§ **Text provided**:
■ ■ ■ ■
Since 1991 the SJMO has performed in nine foreign countries and twenty-six U.S. states, in addition to numerous free concerts in Washington, D.C. Appearances outside their base at the National Museum of American History have included a performance at the White House in 1993 to celebrate the 40th anniversary of the Newport Jazz Festival; the Cultural Olympiad at the 1996 Summer Olympics in Atlanta, Georgia; and a 1999 tour of the United States to present concerts in tribute to the 100th anniversary of Duke Ellington's birth that included a concert performance at the Monterey Jazz Festival featuring Ellington's Suite Thursday, which was commissioned for the festival. Among the orchestra's notable performances under Baker's leadership outside the United States was a concert in Egypt in 2008, when it played at the Cairo Opera House, the Alexandra Opera House, and at the Pyramids.
■ ■ ■ ■
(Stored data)
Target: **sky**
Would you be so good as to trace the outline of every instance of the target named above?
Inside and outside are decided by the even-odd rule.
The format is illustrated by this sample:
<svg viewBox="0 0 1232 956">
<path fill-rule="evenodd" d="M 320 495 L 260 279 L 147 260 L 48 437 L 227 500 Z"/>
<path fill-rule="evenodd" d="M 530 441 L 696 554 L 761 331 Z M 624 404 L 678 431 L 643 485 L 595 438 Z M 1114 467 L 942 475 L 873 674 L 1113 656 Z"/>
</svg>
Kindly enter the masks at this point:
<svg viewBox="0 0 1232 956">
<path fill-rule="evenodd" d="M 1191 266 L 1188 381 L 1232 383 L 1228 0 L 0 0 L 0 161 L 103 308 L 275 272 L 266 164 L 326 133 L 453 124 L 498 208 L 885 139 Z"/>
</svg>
■ ■ ■ ■
§ **What you will do**:
**A)** Transcribe the SJMO passage from "Since 1991 the" to "at the Pyramids.".
**B)** Answer these from the SJMO passage:
(i) In what year did the orchestra perform at the White House?
(ii) Which Ellington work was featured at the Monterey Jazz Festival?
(iii) Where did the orchestra play in Egypt in 2008?
Rely only on the text to respond.

§ **Response list**:
**A)**
Since 1991 the SJMO has performed in nine foreign countries and twenty-six U.S. states, in addition to numerous free concerts in Washington, D.C. Appearances outside their base at the National Museum of American History have included a performance at the White House in 1993 to celebrate the 40th anniversary of the Newport Jazz Festival; the Cultural Olympiad at the 1996 Summer Olympics in Atlanta, Georgia; and a 1999 tour of the United States to present concerts in tribute to the 100th anniversary of Duke Ellington's birth that included a concert performance at the Monterey Jazz Festival featuring Ellington's Suite Thursday, which was commissioned for the festival. Among the orchestra's notable performances under Baker's leadership outside the United States was a concert in Egypt in 2008, when it played at the Cairo Opera House, the Alexandra Opera House, and at the Pyramids.

**B)**
(i) 1993
(ii) Suite Thursday
(iii) The Cairo Opera House, the Alexandra Opera House, and the Pyramids